* EXERCISE DETAILS
Write the material out again exactly as it stands.

▼▼▼

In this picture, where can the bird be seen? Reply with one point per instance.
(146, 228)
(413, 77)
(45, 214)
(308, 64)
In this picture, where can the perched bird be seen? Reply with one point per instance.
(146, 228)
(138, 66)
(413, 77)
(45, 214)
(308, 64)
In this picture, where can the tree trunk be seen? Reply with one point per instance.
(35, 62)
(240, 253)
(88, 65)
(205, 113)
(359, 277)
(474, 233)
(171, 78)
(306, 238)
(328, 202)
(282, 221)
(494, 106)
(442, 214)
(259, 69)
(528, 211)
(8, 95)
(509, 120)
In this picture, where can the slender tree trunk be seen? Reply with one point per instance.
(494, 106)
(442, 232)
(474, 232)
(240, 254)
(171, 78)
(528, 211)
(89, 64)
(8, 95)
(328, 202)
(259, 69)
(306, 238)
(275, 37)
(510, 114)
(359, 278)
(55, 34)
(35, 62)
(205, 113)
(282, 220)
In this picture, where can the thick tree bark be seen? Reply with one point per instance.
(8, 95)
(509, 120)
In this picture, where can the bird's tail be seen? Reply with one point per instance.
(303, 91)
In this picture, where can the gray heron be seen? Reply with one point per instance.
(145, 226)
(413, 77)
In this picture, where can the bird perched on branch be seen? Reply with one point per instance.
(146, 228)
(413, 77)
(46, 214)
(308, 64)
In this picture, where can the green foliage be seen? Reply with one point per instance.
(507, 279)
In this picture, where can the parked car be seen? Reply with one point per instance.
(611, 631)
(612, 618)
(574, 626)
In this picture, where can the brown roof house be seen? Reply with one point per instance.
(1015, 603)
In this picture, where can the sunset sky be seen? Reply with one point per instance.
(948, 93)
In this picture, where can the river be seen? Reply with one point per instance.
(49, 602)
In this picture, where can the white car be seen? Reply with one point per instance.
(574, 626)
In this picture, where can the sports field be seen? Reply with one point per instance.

▲▲▲

* OUTPUT BELOW
In this picture, where can the bird be seen? Reply with one point per instance.
(146, 228)
(413, 77)
(45, 214)
(308, 64)
In this picture, where can the perched bird be seen? Reply with one point per instance.
(146, 228)
(138, 66)
(413, 77)
(45, 214)
(308, 64)
In this picture, where can the tree trunk be seen? Reply with one point per instance.
(35, 62)
(240, 253)
(88, 65)
(205, 113)
(359, 277)
(474, 233)
(171, 78)
(306, 238)
(328, 202)
(282, 221)
(494, 106)
(442, 214)
(259, 69)
(528, 211)
(8, 95)
(509, 120)
In this picture, where can the slender tree trunk be seen? Reply with one point per instance.
(494, 106)
(442, 232)
(474, 232)
(240, 254)
(171, 78)
(528, 211)
(89, 64)
(8, 95)
(328, 202)
(259, 69)
(306, 238)
(275, 37)
(510, 114)
(359, 278)
(55, 34)
(35, 62)
(205, 113)
(282, 220)
In this picture, where can the thick tree bark be seen? Reply with one point per instance.
(8, 95)
(509, 120)
In this picture, where can the bird's tail be seen? Reply with one point per instance.
(303, 91)
In this picture, where can the gray heron be seen? Reply with one point per instance.
(145, 226)
(413, 77)
In this picture, where can the bird perched on branch be seen? Reply with one point per instance.
(146, 228)
(413, 77)
(46, 214)
(308, 64)
In this picture, where can the green foliage be seen? Reply with one point per instance.
(507, 279)
In this picture, where can the parked car be seen? Reply with one point per instance.
(611, 631)
(612, 618)
(574, 626)
In this picture, where can the brown roof house be seen? Reply with one point per instance.
(1015, 603)
In this picture, where can the sunset sky be seen? Reply with one point per instance.
(948, 93)
In this picture, where can the river be seen? Reply with one point per instance.
(49, 602)
In this picture, where can the white car be seen? Reply with one point per instance.
(574, 626)
In this picture, where can the sports field be seen? Reply with one point per instance.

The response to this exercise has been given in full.